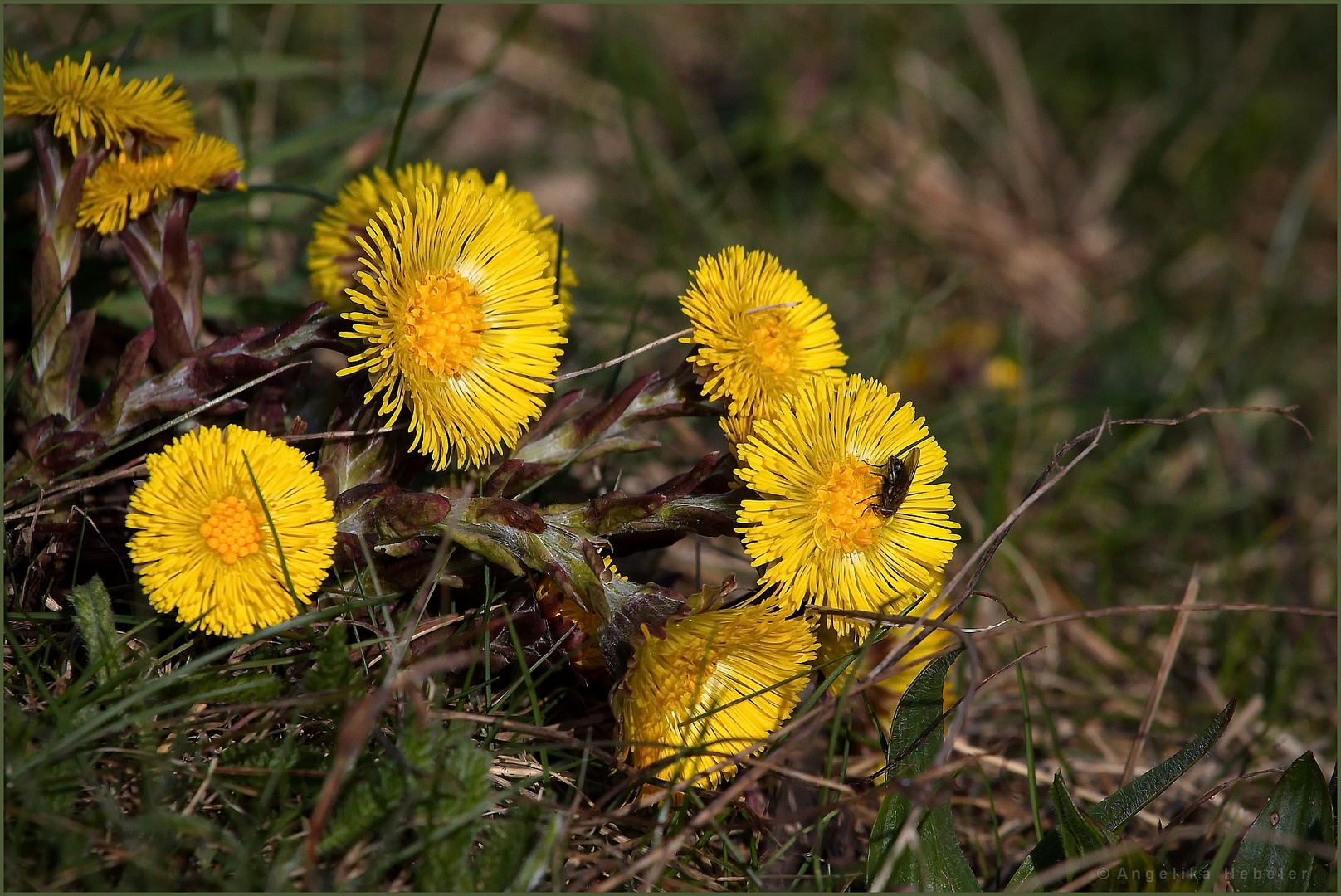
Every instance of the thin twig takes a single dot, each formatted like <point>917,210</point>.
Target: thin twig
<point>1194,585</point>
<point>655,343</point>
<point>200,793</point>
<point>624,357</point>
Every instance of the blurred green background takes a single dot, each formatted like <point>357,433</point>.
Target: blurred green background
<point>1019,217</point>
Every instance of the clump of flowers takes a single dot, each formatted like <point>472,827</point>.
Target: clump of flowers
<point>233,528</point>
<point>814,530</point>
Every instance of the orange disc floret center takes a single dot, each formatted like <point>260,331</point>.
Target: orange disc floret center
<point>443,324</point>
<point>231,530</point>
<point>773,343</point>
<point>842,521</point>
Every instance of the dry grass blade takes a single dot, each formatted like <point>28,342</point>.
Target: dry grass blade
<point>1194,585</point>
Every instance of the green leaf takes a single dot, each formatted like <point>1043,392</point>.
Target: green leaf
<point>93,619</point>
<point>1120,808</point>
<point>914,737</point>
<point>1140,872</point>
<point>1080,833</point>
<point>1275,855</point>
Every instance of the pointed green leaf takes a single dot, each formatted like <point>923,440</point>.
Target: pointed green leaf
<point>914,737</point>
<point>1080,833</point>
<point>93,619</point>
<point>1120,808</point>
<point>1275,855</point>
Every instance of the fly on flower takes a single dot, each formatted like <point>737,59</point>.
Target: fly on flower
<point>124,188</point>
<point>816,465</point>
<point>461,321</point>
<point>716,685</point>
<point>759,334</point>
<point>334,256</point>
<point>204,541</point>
..........
Rescale the lines between the one holding "Every instance of the pointed" and the end of the material, inclusive, reproducing only those lines with the requests kept unchanged. In the answers, multiply every point coordinate by 1.8 and round it to a whole number, halves up.

Every instance of the pointed green leaf takes a single dot, each formatted like <point>923,440</point>.
Target: pointed green leaf
<point>1645,1327</point>
<point>1944,1499</point>
<point>167,1114</point>
<point>2016,1454</point>
<point>2295,1539</point>
Every instance of the fly on flower takes a single dot, each formatted like <point>737,59</point>.
Target: fly on flower
<point>223,338</point>
<point>1469,837</point>
<point>830,578</point>
<point>1289,1233</point>
<point>1366,601</point>
<point>601,461</point>
<point>367,974</point>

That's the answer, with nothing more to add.